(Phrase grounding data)

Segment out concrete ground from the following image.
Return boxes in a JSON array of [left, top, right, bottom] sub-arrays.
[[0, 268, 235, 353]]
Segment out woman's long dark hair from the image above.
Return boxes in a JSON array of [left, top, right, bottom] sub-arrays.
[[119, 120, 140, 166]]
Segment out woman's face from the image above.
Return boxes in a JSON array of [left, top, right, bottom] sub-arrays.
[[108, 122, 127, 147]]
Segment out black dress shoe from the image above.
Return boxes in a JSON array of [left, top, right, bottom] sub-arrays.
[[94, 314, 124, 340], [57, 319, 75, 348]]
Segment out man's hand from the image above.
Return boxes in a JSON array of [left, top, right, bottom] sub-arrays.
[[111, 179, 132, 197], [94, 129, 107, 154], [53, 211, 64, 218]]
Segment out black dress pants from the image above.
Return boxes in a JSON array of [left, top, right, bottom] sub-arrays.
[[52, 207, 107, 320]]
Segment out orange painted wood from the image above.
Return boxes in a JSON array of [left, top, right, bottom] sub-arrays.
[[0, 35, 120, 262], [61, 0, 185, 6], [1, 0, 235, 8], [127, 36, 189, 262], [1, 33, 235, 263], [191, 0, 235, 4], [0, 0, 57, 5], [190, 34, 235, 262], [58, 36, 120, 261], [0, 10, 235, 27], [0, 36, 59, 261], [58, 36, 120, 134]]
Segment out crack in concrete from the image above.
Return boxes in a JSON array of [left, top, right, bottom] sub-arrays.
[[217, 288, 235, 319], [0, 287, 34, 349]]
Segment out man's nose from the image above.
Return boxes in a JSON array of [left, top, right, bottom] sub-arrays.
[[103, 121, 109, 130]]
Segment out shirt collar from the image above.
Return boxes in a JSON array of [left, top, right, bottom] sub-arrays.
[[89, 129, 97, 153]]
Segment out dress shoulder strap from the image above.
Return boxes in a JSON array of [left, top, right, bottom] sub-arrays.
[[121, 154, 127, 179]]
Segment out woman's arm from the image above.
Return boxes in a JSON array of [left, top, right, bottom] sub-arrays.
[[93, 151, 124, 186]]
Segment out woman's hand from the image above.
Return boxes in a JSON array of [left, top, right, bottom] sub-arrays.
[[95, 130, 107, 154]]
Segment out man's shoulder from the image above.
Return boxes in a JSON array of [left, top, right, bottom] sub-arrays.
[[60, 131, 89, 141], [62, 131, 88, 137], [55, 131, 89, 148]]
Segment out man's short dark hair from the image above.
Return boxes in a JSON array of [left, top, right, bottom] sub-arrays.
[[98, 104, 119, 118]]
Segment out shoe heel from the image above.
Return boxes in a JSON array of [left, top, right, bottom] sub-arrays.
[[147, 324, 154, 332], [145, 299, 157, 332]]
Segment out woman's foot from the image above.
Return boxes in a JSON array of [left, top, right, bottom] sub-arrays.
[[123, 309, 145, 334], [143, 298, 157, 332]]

■ YOUR OBJECTIVE ■
Each of the entries above should be written out again exactly.

■ EXERCISE OUTPUT ■
Segment out concrete ground from the following image.
Return boxes in a JSON array of [left, top, right, bottom] sub-arrays.
[[0, 268, 235, 353]]
Segment out woman's long dark hair from the image above.
Return boxes in a JSON array of [left, top, right, bottom] sub-arrays.
[[119, 120, 140, 166]]
Segment out woman's face from the image above.
Return boxes in a JSON array of [left, top, right, bottom] sub-arrays.
[[108, 122, 127, 147]]
Segment out black dress shoe from the image above.
Return boxes in a JSON array of [left, top, right, bottom] sub-arrays.
[[94, 314, 124, 340], [57, 319, 75, 348]]
Segment out man's hand from the image above.
Return boxes in a JSON array of [left, top, right, bottom] sub-arrays.
[[111, 179, 132, 197], [94, 129, 107, 154], [53, 211, 64, 218]]
Segment out black dress pants from the image above.
Return boxes in a JSON array of [left, top, right, bottom] sub-arrays.
[[52, 207, 107, 320]]
Segment out orange painted wood from the image above.
Return boxes in a JSON array of [left, top, right, bottom] sub-arrays.
[[0, 35, 120, 262], [61, 0, 185, 6], [1, 0, 235, 8], [127, 36, 189, 262], [1, 33, 235, 263], [191, 0, 235, 4], [0, 0, 57, 5], [190, 34, 235, 262], [58, 36, 120, 261], [0, 10, 235, 27], [0, 36, 59, 261], [58, 36, 120, 134]]
Segment out crack in concrete from the image above.
Return boxes in a JSON array of [left, top, right, bottom] sub-arrays.
[[217, 288, 235, 319], [0, 287, 34, 349]]
Segment out man's nose from the image above.
Return boxes in a JSON array of [left, top, right, bottom] sub-arrays.
[[103, 121, 109, 130]]
Segment out shirt collar from the image above.
Return boxes in a JSON array of [left, top, right, bottom] sub-arrays.
[[89, 129, 97, 153]]
Segment out dress shoulder strap from the image above.
Return boxes in a JSON array of [left, top, right, bottom] sub-arrays.
[[121, 154, 127, 179]]
Segment out woman's arm from the image above.
Return boxes in a JSON array of [left, top, right, bottom] sub-arrays.
[[93, 151, 124, 186]]
Segment out woman's hand from the image above.
Return boxes in a JSON array of [left, top, right, bottom] sub-arrays.
[[95, 130, 107, 154]]
Segment out man's shoulder from the image above.
Return boxes in a JSON array of [left, top, right, bottom] sub-arrays.
[[60, 131, 89, 141], [62, 131, 88, 137], [55, 131, 89, 148]]
Segment out man's short dark hair from the image above.
Return boxes in a JSON array of [left, top, right, bottom] sub-arrays.
[[98, 104, 119, 118]]
Segment out shoe heel from the image above.
Return boxes in a JSON array of [left, top, right, bottom] sub-arrays.
[[147, 324, 154, 332], [145, 299, 157, 332]]
Segment out woman's foot from the image above.
Return boxes in a JSON array of [left, top, right, bottom] sub-arrays.
[[123, 309, 145, 334], [143, 298, 157, 332]]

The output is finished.